- **STATED GOAL**:
Return all of the data exactly as given.

- - -

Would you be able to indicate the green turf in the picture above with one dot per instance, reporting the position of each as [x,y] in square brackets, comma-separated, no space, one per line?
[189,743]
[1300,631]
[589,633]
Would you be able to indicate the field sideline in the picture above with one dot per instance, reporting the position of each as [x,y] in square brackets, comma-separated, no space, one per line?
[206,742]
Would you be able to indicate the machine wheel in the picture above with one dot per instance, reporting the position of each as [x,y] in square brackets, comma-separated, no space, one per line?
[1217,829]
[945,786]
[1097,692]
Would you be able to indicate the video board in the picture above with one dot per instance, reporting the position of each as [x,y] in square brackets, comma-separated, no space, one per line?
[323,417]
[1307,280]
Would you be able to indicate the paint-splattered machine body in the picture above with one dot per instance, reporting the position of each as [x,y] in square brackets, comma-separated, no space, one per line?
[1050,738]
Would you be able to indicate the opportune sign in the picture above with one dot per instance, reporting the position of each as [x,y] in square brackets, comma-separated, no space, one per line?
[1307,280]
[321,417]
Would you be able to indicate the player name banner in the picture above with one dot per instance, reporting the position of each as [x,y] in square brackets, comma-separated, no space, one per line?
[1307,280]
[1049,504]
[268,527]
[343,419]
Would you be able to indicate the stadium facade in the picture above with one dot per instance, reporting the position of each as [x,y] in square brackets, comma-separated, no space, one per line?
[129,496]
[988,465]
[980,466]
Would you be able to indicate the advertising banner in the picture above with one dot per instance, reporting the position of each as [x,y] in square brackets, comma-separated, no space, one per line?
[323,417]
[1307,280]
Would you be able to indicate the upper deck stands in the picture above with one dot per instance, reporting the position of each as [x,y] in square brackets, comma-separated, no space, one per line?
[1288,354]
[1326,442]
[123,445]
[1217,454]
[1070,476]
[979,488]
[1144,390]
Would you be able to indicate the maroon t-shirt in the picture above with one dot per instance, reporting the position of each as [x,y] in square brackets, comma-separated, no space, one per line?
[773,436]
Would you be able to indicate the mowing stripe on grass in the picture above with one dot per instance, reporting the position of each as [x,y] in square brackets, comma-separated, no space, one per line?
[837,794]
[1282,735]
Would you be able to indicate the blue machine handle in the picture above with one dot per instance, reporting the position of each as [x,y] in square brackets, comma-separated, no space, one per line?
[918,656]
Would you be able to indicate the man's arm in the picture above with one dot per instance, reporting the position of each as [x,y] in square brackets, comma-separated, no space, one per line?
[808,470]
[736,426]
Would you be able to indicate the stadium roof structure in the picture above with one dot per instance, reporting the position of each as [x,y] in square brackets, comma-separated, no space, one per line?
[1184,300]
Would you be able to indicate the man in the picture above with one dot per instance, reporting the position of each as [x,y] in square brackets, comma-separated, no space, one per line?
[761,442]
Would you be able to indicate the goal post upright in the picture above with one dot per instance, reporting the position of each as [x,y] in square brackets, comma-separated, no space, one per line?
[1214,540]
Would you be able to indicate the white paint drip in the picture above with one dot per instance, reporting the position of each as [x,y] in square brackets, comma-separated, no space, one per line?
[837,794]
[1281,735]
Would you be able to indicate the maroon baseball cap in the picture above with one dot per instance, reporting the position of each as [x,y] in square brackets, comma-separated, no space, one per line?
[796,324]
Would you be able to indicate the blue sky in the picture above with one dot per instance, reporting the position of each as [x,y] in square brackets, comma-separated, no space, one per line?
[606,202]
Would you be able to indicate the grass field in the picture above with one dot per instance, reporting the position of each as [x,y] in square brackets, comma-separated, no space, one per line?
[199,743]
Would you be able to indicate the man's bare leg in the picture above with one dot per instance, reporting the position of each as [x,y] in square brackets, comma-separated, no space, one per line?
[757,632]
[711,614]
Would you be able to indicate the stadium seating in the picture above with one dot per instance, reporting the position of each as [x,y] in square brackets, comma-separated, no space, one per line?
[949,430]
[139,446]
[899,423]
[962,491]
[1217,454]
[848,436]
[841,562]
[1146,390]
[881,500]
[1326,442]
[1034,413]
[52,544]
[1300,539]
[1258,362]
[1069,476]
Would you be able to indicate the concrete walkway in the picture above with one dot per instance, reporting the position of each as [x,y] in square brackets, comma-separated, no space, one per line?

- - -

- **RESULT FOR THIS TASK**:
Would you be able to indicate the green turf in the picture above with one dot per instance, reporting the position of each as [x,y] in square brackets, comma-separated, no space, one per line?
[189,743]
[1300,631]
[589,633]
Would you be able to indicate the field sideline in the picture above with one dot per instance, reporting the position of each as [x,y] in square brackets, comma-separated, no space, one per line?
[206,742]
Would you be able to indicate the machine wheel in the picture above with one dot per instance, reporting the position of each as [x,y] in square brackets, comma-separated, no space, one per line?
[1217,829]
[945,786]
[1097,692]
Would you be able to indicate the video board in the picture above with one dot per instance, reporting the position of each as [x,y] in square brackets, comma-separated, no space, one per line?
[323,417]
[1307,280]
Would you be able to indicate the paint-splattered machine body in the picture above with one dot per instance, reporting the position of each as [x,y] in square brackets, comma-separated, no space, one per line?
[1050,738]
Would you be able to indicate the opportune sign in the picture above with one dot per instance, reporting the position of each as [x,y] in square brackets, comma-separated, no space, one per line?
[1307,280]
[321,417]
Would you be able to indicate the player name banner in the picture above with one dot per instance, reporting the position of each as [x,y] in square brackets, comma-separated, no space, one per line?
[1307,280]
[1049,504]
[268,527]
[343,419]
Would you be able to indicate the stadium facade in the picture above with one dot per instance, reporting the position of each as [x,y] in square brackets, comma-separated, no space, one per line?
[129,496]
[988,465]
[980,466]
Would you be able to indicate the advertising banner in the picture above with one dot per instance, reporting the position of each as [x,y] in square brackets, comma-separated, no space, one per line?
[323,417]
[1307,280]
Would you be able to indicate the upper deck stands in the picture above with one dot per instance, reporting the position of each as [x,y] in square brackets, comma-separated, no space, one per line?
[1288,354]
[1326,442]
[123,445]
[1217,454]
[1070,476]
[979,488]
[1144,390]
Would you be able to indicate the maroon t-shirt in the picture above with one dot per instance, reporting the position of each as [x,y] in square brackets, comma-separated, no space, one per line?
[773,436]
Would you be able to indicate the mowing stripe on grass in the picture above with one dot per instance, reporting the position of each as [x,y] in square brackets, comma-separated, no space, one per line?
[837,794]
[1282,735]
Would you be able to indicate the blue machine handle in the picture above with one dot per instance, reporting the position of each as [x,y] in square brackets, comma-separated, no space, one per line?
[918,656]
Would you be able to indicate the man's arm in the picture above with one dot per instance, reporting the position of each as [x,y] in square brackets, comma-separated, no space, one per line?
[808,470]
[736,426]
Would you be able to indicate the stadium roof structure in the picture above with one dot per instance, reporting the position of each as [x,y] in square brackets, comma-separated, no space, one per line?
[1184,300]
Would you be able to indicate the man in the picture above with one dot per instance, reporting the position of each as [x,y] in square brackets, comma-separated, no space, one per line?
[761,442]
Would you be able to indicate the goal post upright in the picture above with one dot per instance, reporting the position of each as [x,y] in square brackets, comma-separated, no space, one per line?
[1214,540]
Would you be able to indicate the white paint drip in the picture above with one dot per instance, reporting the position of each as [x,y] in square brackets, comma-separated, no space, one per line?
[837,794]
[1281,735]
Would you be able to indicate the maroon baseball cap in the picture above with one dot per instance, reporting the position of each as [x,y] in square brackets, comma-separated, no space, one per line?
[796,324]
Would you be able to indicate the blue sky in the picture above with one dot per instance, reporting the position of each as [x,y] in square brackets, comma-separated, no space, one per line?
[606,202]
Would you be able to indicate the grass field in the picture above with one dot per instance, reporting the position of each as [x,y] in square brackets, comma-separated, no space, one per line?
[199,743]
Would you be able to indicate the man's bare leg in the picture above with one dot per instance, reporting the position of each as [x,y] in square brackets, comma-separated, no space, one per line?
[757,632]
[711,614]
Would you be able to indicate the stadium seating in the picture above with one dot per instance, reporting the position of each as [x,y] in square brackets, comma-separated, no space, one per line?
[949,430]
[139,446]
[899,423]
[962,491]
[1217,454]
[848,436]
[841,562]
[1146,390]
[881,500]
[1326,442]
[1034,413]
[52,544]
[1300,539]
[1258,362]
[1069,476]
Would you be able to indicate the concrete walkway in the picture above with one dot per instance, reporting the position of each as [x,y] in square brackets, comma-separated, no space, one per line?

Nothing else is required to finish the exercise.